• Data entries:

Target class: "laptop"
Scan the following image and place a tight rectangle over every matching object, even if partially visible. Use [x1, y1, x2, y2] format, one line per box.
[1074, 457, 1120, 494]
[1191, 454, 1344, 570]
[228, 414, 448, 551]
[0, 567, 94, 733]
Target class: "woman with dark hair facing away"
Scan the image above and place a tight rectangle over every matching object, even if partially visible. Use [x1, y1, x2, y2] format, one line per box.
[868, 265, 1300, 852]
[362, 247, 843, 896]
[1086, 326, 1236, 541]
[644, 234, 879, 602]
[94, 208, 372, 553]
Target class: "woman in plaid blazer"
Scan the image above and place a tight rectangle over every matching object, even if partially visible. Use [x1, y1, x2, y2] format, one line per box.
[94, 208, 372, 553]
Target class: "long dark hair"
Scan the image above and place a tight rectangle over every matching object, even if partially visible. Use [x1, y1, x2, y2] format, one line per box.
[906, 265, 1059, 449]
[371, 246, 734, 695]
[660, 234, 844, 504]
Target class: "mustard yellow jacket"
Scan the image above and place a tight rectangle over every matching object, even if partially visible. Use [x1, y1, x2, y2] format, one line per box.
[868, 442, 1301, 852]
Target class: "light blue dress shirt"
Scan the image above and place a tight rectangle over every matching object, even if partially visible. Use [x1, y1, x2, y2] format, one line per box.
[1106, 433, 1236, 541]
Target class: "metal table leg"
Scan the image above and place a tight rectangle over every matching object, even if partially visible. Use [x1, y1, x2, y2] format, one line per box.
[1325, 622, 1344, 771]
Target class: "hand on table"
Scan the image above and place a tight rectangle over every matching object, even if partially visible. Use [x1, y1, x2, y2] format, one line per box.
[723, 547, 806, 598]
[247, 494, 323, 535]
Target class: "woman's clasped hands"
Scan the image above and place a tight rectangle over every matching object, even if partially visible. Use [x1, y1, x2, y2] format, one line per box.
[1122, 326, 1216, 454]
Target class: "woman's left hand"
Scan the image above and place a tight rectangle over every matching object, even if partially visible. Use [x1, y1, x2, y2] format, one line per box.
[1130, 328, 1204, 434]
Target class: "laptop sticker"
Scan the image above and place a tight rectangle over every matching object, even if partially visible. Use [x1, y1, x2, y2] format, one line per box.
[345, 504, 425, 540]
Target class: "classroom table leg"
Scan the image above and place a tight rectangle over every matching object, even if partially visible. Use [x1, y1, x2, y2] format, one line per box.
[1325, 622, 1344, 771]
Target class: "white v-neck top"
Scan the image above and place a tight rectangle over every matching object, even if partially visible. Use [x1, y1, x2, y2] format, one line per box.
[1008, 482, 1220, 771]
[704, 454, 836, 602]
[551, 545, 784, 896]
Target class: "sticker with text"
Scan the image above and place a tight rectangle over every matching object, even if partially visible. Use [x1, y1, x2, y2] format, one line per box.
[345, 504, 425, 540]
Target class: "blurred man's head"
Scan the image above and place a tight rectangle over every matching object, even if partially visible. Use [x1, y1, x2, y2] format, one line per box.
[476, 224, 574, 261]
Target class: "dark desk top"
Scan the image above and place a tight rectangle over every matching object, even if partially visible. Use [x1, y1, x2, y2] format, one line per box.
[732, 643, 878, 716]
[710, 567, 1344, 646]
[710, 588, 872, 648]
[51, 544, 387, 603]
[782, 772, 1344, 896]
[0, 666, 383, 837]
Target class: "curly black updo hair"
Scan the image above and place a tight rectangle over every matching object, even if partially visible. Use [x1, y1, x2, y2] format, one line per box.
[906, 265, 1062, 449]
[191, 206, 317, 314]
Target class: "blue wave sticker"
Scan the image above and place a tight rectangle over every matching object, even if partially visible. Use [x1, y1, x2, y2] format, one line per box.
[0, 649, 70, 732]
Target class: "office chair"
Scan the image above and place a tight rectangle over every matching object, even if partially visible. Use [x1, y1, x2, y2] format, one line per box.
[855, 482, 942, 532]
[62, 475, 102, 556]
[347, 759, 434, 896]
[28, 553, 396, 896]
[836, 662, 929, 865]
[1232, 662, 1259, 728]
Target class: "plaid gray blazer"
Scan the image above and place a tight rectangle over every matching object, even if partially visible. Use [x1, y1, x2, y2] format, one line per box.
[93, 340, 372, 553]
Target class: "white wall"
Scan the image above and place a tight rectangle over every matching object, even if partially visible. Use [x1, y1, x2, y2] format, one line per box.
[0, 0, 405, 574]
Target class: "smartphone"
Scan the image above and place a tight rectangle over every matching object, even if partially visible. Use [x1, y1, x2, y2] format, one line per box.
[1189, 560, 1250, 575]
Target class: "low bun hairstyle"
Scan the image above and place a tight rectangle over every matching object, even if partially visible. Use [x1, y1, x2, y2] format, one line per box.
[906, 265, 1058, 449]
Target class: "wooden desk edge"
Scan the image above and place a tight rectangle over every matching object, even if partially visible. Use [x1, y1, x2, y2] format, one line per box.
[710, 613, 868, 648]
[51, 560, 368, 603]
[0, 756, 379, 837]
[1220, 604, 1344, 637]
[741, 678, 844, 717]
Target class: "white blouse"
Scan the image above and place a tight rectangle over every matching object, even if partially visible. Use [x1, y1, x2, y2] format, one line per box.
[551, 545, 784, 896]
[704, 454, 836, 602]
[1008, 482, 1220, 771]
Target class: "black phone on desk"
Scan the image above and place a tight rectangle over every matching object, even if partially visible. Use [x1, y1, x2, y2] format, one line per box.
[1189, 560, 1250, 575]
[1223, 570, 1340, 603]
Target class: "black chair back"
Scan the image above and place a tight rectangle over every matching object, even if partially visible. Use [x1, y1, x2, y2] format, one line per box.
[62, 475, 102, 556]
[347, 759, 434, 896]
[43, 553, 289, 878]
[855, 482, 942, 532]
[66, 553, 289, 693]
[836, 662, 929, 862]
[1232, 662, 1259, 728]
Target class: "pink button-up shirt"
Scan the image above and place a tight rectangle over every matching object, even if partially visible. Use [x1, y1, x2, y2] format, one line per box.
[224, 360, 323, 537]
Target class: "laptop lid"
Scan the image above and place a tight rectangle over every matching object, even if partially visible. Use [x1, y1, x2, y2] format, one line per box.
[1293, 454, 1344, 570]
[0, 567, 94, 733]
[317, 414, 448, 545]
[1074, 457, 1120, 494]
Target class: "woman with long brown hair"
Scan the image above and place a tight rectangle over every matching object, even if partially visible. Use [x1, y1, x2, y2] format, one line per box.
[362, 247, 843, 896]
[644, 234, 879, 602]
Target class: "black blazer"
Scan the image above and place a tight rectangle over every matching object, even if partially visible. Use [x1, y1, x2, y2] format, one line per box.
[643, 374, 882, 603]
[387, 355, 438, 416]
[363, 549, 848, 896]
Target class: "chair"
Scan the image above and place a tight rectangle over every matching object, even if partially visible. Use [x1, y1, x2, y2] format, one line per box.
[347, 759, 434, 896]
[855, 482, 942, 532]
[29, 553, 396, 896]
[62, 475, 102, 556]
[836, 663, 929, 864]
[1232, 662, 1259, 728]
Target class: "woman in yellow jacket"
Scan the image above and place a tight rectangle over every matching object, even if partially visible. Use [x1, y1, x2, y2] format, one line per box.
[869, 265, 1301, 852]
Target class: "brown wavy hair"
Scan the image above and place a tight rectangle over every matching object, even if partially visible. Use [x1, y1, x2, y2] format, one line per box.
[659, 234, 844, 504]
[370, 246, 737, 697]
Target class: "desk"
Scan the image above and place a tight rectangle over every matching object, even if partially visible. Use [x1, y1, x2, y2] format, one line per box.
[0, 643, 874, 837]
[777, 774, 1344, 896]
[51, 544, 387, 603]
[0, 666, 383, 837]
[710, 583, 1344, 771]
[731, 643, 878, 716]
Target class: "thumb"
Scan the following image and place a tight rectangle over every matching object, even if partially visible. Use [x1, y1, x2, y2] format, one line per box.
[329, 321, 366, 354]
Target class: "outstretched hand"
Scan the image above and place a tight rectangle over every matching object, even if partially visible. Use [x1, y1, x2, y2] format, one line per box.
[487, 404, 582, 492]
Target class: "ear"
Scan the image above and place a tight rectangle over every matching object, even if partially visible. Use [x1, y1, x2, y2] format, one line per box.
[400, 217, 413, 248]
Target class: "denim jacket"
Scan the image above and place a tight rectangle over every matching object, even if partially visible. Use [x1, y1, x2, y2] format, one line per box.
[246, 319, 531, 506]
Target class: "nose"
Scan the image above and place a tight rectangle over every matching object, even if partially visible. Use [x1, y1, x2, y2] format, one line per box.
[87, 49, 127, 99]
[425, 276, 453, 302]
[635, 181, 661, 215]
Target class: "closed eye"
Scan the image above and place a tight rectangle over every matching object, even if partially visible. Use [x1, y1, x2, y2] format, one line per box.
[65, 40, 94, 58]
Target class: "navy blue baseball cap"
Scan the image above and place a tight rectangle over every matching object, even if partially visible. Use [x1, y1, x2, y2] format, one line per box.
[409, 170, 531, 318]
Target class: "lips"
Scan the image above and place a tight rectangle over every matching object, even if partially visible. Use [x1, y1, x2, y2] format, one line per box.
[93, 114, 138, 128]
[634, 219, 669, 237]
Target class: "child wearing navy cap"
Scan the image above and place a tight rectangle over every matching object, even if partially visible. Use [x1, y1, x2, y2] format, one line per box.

• SHORT EXERCISE: Pull out every line of the records above that contains the word "desk", treating uppercase and lowercase as different.

• FINAL ANSWER:
Target class: "dark desk top"
Target class: "wooden desk edge"
Target class: "black phone on desk"
Target class: "desk"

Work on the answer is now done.